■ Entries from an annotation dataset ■
|---|
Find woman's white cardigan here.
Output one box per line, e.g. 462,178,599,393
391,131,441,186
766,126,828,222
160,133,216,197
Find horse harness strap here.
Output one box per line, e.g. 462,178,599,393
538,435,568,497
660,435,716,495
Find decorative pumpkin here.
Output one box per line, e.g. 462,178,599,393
|---|
■ WHAT YOU HAVE TO DO ■
Write out the whole listing above again line by line, changing nothing.

■ SOLUTION FOR THIS TASK ■
Find woman's white cardigan here.
Output one box per line, e.g. 462,178,599,393
391,131,441,186
766,126,828,222
160,133,216,197
Find horse harness strap here.
Output one box per line, e.g. 462,178,599,393
538,435,568,497
660,435,716,495
Find decorative pumpkin here.
Output one box per line, e.g. 462,178,599,393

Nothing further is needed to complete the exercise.